How to complete this task: Copy the report on Scottish care home death investigations from "The Crown Office and Procurator Fiscal Service (COPFS)" to "virus at work.", replacing "care homes" with "nursing homes".

Text section:
==*==

Deaths linked to coronavirus dare being investigated at more than 450 care homes across Scotland.
The Crown Office and Procurator Fiscal Service (COPFS) dedicated Covid-19 Death Investigation Team (CDIT) is currently looking into the circumstances of deaths in a total of 474 care homes throughout Scotland.
The CDIT was established last May, after Lord Advocate James Wolffe QC said all confirmed or suspected virus deaths in care homes must be reported to the crown, as well as the deaths of people who may have been infected with the virus at work.
The team has received 3,385 death reports, and the majority of these are believed to be linked to people who lived in care homes.
The CDIT team is composed of 14 members of staff, including eight lawyers.
A spokesman for the COPFS said the CDIT team said the latest figure of 3,385 includes retrospective reports.
There were 629 reports in December alone.
The spokesman said: “”The Crown Office and Procurator Fiscal Service has established a dedicated team to deal with reports of Covid-19 or presumed Covid-19 deaths in care homes, or where the deceased may have contracted the virus in the course of their employment.

==*==

Dataset:
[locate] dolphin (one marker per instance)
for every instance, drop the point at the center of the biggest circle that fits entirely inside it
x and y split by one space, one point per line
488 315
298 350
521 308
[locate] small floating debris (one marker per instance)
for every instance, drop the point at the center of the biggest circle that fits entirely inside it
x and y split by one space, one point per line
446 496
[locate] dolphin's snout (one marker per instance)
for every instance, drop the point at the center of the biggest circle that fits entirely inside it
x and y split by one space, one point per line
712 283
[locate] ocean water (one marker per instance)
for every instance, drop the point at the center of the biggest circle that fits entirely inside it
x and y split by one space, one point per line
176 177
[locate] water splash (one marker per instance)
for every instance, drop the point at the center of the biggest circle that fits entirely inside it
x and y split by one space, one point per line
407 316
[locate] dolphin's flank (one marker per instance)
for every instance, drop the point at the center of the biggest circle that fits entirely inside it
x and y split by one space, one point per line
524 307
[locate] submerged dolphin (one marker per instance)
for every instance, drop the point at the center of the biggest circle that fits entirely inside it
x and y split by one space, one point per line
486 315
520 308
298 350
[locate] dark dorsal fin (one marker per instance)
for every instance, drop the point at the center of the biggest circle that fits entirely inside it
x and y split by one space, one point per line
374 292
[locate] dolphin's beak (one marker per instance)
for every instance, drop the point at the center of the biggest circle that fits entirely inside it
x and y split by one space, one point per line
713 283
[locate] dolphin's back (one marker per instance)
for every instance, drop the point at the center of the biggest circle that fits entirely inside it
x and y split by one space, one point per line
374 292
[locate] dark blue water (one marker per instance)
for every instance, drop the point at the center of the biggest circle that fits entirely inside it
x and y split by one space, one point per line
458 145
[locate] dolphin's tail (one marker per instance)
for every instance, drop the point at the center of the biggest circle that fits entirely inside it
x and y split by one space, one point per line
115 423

==*==

Response below:
The Crown Office and Procurator Fiscal Service (COPFS) dedicated Covid-19 Death Investigation Team (CDIT) is currently looking into the circumstances of deaths in a total of 474 nursing homes throughout Scotland.
The CDIT was established last May, after Lord Advocate James Wolffe QC said all confirmed or suspected virus deaths in nursing homes must be reported to the crown, as well as the deaths of people who may have been infected with the virus at work.